### Prompt:
Read through the records below and copy each line that uses the word "simplified".

——————

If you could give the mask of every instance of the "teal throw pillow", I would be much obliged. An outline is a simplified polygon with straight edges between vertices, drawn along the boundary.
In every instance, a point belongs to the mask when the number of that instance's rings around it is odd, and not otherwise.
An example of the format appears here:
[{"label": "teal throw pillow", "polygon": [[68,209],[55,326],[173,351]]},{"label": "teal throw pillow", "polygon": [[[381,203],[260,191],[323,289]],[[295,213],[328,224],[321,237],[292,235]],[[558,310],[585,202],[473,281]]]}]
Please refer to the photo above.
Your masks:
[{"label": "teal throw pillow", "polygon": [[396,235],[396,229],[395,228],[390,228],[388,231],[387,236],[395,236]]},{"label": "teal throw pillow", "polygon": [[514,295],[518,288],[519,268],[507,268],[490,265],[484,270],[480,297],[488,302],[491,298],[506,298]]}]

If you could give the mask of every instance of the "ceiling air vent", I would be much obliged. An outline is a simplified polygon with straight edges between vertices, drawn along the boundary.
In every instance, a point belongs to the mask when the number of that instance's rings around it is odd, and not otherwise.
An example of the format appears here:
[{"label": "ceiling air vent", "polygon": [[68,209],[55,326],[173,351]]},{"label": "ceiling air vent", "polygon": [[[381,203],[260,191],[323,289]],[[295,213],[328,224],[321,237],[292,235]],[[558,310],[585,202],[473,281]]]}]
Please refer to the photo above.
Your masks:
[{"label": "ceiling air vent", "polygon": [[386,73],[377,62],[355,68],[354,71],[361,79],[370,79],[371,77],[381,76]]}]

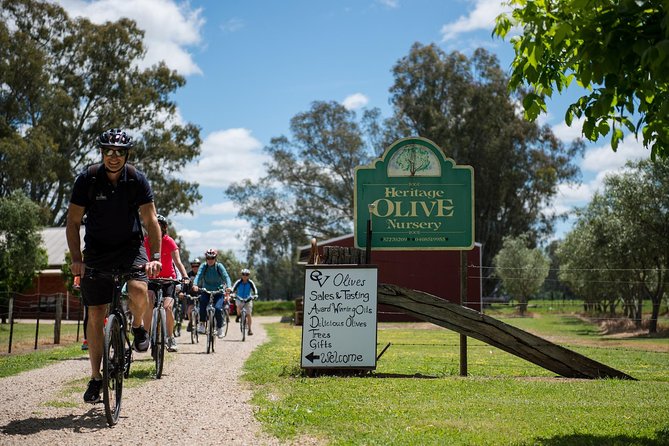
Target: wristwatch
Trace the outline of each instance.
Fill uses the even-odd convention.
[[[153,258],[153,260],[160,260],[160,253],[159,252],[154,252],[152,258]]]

——————

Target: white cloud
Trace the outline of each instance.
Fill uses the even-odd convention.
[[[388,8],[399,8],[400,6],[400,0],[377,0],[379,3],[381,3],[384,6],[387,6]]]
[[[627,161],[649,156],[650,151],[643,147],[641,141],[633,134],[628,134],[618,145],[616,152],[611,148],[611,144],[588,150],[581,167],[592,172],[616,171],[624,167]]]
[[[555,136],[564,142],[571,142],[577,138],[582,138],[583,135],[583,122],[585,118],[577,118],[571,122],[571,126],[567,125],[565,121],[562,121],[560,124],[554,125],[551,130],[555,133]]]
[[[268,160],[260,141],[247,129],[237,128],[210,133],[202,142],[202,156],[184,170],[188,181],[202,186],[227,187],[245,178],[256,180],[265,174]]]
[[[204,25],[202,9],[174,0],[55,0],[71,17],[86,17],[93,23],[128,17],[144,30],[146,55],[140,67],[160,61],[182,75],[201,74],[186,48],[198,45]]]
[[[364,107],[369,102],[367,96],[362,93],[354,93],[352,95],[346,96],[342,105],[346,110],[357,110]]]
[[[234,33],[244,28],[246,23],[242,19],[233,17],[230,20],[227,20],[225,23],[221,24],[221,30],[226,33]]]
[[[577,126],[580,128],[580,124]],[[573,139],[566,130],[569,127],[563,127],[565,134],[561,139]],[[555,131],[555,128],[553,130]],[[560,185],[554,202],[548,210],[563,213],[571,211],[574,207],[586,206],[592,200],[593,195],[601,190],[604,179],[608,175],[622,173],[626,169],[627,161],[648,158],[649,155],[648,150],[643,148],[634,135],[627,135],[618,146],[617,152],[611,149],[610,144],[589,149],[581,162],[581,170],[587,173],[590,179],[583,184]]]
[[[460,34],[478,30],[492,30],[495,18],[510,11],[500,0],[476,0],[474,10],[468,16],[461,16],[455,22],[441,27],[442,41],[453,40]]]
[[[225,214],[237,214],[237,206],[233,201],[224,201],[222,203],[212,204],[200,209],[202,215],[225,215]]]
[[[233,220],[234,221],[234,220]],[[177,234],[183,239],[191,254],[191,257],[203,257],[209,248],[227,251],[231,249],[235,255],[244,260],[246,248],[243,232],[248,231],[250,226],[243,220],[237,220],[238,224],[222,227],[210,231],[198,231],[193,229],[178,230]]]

——————

### Answer to the exercise:
If you could give the mask of every instance of the "teal throw pillow", I would be much obliged. An outline is a simplified polygon with straight edges between vertices, drawn along the boundary.
If you could give the mask of every instance of the "ceiling air vent", I would be much obliged. An outline is a simplified polygon with straight edges between vertices, drawn along the boundary.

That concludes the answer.